## Excerpt to read
[BEGIN]

Thursday, June 16, 2016

Consumer Price Index (CPI) … Unemployment Claims … Philadelphia FED … Big Four Indicators … Stock Market Analysis

“U.S. consumer prices moderated in May, but sustained increases in housing and healthcare costs kept underlying inflation supported, which could still allow a cautious Federal Reserve to raise interest rates this year…The Labor Department said its Consumer Price Index increased 0.2 percent last month, slowing from April's 0.4 percent gain…” Story at…
The number of Americans filing new applications for jobless benefits rose last week, but remained at a level consistent with employment growth. Initial claims for unemployment benefits, a proxy for layoffs across the U.S., increased by 13,000 to a seasonally adjusted 277,000 in the week ended June 11…” Story at…
“The Philadelphia Fed manufacturing index showed mild improvement in June, only the second positive reading in the past ten months. The index rose to a reading of 4.7 in June from negative 1.8 in May…” Story at…
BIG FOUR INDICATORS (Advisor perspectives)
“There is… a general belief that there are four big indicators that the committee [NBER Business Cycle Dating Committee – think recessions] weighs heavily in their cycle identification process. They are: Nonfarm Employment; Industrial Production;  Real Retail Sales; Real Personal Income (excluding Transfer Receipts).”

Chart and commentary at…
-Thursday the S&P 500 was up about 0.3% 2078.
-VIX was down about 4% to 19.37 at the close.
-The yield on the 10-year Treasury slipped to 1.56%.
The Bond Ghouls remain worried, market internals continue down and closing tick was again very negative at minus -512 so this dip (whatever it is) may continue. Looking at some selected internals, the % of stocks advancing has been falling sharply along with advancing volume.  New-high/new-low data is also bearish.  Over-all, indicators look more bearish than not.
At this point, it looks like around 2040 would be a logical place for a bounce up (this is a moving target as conditions change); the 200-dMA is around 2020 and that is a support level too.

[END]

## Required task A
Can you reproduce the market commentary between "Chart and commentary" and "support level too.", inclusive, swapping "bearish" for "bullish"?
The market commentary and the entries have no connection to each other.

(Entries drawn from a collection)

[BEGIN]

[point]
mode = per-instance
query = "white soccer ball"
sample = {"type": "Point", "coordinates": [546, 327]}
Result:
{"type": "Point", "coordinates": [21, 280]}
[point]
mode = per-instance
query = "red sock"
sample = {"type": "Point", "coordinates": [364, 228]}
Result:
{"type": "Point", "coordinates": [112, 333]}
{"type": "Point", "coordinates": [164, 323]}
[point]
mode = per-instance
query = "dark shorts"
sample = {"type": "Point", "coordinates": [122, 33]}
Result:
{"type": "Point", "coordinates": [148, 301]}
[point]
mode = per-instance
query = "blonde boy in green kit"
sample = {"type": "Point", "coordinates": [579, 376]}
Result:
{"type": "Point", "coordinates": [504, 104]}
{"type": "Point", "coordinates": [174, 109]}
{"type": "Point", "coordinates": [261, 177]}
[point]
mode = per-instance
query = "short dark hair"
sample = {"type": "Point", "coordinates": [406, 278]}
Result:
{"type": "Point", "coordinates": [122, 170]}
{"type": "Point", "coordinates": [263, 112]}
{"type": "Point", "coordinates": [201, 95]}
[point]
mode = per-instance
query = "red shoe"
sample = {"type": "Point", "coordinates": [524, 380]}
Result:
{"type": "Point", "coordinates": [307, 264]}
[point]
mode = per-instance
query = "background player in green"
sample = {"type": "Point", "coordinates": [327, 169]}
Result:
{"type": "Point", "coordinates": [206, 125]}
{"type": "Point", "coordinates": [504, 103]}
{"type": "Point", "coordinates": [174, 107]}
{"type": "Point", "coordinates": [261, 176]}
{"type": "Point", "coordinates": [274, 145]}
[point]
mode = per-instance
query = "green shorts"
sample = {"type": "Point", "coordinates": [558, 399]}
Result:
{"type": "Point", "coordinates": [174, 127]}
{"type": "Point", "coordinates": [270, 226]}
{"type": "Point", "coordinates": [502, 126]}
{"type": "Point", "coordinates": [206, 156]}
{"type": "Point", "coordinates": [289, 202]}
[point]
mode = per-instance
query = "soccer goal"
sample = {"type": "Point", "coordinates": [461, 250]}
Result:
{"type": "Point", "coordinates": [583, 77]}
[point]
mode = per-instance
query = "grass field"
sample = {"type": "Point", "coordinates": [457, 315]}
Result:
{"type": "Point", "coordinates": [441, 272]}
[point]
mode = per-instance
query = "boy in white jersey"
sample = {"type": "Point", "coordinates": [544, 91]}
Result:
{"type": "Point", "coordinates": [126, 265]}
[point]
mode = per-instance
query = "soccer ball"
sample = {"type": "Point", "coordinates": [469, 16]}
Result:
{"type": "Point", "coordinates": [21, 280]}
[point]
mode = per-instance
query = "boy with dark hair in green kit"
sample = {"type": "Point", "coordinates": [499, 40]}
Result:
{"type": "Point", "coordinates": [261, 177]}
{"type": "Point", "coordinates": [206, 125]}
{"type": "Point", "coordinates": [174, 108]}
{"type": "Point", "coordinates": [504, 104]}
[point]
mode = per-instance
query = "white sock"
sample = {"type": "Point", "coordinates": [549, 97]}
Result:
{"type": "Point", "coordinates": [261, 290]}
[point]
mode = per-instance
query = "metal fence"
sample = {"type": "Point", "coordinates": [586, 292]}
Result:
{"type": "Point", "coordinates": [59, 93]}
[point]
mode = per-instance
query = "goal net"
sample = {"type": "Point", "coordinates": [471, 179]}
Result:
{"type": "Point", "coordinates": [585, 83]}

[END]

## Required task B
Which lines of the entries contain the string "soccer"? Collect each of them, treating case as significant.

## Task answer A
Chart and commentary at…
-Thursday the S&P 500 was up about 0.3% 2078.
-VIX was down about 4% to 19.37 at the close.
-The yield on the 10-year Treasury slipped to 1.56%.
The Bond Ghouls remain worried, market internals continue down and closing tick was again very negative at minus -512 so this dip (whatever it is) may continue. Looking at some selected internals, the % of stocks advancing has been falling sharply along with advancing volume.  New-high/new-low data is also bullish.  Over-all, indicators look more bullish than not.
At this point, it looks like around 2040 would be a logical place for a bounce up (this is a moving target as conditions change); the 200-dMA is around 2020 and that is a support level too.

## Task answer B
query = "white soccer ball"
query = "soccer goal"
query = "soccer ball"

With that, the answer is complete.